[TEXT BLOCK — start]

The expense of nursing home care can rapidly deplete the lifetime savings of couples. There is a common misconception that a couple must use up all of their available assets for care before one spouse becomes eligible for Medicaid. The Department of Human Services has a five-year look-back period for transfers, so you can’t just give away your money. It is important to know what assets are exempt, what assets you can retain, and how to avoid spending more that you have to.
To qualify for Medicaid, the applicant must have less than $2,000.00 in countable resources. Certain assets are exempt. This includes the home, one vehicle, and pre-paid funeral or burial plans for both spouses. Exempt items also include personal possessions, such as clothing, furniture, and other household items.
For married couples, Medicaid also has safeguards in place to ensure that the spouse of a Medicaid-eligible person can retain assets. When a couple applies for Medicaid, an assessment of the couple’s non-exempt resources, regardless of ownership, is made. The spouse of the Medicaid applicant can retain an amount between $25,728.00 to $128,640.00. This is called the “Protected Resource Amount.” The non-Medicaid spouse gets to keep these assets.

[TEXT BLOCK — finish]

### ASSIGNED TASK A
Condense the paragraph of the Medicaid text that begins "For married couples" into a short bulleted list, keeping its main facts.
### ASSIGNED TASK B
Please list every asset that the Medicaid text names as exempt.
### ASSIGNED TASK C
Carry the Medicaid text forward from its final sentence.

[ENTRIES SHOWN — start]

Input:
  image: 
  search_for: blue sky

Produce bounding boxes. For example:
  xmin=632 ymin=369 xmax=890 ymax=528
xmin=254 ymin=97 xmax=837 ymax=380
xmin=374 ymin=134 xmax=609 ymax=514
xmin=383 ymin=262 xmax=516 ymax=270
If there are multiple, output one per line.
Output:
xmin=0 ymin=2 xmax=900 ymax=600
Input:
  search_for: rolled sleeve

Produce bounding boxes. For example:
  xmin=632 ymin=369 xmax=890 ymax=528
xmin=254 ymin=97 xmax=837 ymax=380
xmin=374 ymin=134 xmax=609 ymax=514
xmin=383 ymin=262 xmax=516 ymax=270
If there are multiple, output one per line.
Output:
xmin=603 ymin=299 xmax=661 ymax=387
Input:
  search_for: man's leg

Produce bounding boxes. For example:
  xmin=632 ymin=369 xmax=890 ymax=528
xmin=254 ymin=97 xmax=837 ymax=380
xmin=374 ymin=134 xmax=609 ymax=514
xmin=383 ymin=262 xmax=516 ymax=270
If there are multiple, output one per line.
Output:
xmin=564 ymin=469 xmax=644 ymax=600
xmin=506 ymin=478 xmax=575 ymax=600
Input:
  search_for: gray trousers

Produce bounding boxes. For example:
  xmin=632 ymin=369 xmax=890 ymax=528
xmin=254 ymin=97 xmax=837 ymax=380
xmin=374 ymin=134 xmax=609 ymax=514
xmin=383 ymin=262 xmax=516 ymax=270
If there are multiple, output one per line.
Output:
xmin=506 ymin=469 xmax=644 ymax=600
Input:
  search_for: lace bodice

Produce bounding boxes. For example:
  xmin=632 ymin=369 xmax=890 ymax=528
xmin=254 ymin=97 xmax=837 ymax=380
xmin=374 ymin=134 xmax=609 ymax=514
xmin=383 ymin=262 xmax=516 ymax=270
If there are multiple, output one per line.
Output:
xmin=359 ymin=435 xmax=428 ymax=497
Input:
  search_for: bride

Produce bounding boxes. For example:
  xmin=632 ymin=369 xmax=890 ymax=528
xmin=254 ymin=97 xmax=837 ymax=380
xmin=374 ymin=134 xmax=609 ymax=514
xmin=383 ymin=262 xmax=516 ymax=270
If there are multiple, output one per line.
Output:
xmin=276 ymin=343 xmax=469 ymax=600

[ENTRIES SHOWN — finish]

### WRITTEN RESPONSE A
- Medicaid has safeguards so the spouse of a Medicaid-eligible person can keep assets.
- When a couple applies, their non-exempt resources are assessed, regardless of ownership.
- The applicant's spouse can retain between $25,728.00 and $128,640.00.
- This amount is called the "Protected Resource Amount," and the non-Medicaid spouse keeps these assets.

### WRITTEN RESPONSE B
- The home
- One vehicle
- Pre-paid funeral or burial plans for both spouses
- Personal possessions, such as clothing, furniture, and other household items

### WRITTEN RESPONSE C
The remaining assets are attributed to the Medicaid applicant, and must be spent down to $2,000.00. One option for spending the money is to pay off debt, including a home mortgage. Not only is this an appropriate way to spend the applicant’s resource, it is a benefit to the spouse remaining at home, as there is no longer a monthly mortgage payment. Under certain circumstances, the applicant’s share can be placed in a specially drafted Trust prepared by an attorney and approved by the Department of Human Services.
Once an individual is approved Medicaid, the remaining spouse’s funds are not subject to any Medicaid payback. The money can be spent, saved, or invested. This is why it is critical to do a complete financial analysis before applying for Medicaid.
Applying for Medicaid involves gathering and submitting complete and current financial information. Once the application is filed, navigating the rules and regulations on spending down assets can be overwhelming. An experienced attorney can help you determine what assets you can keep.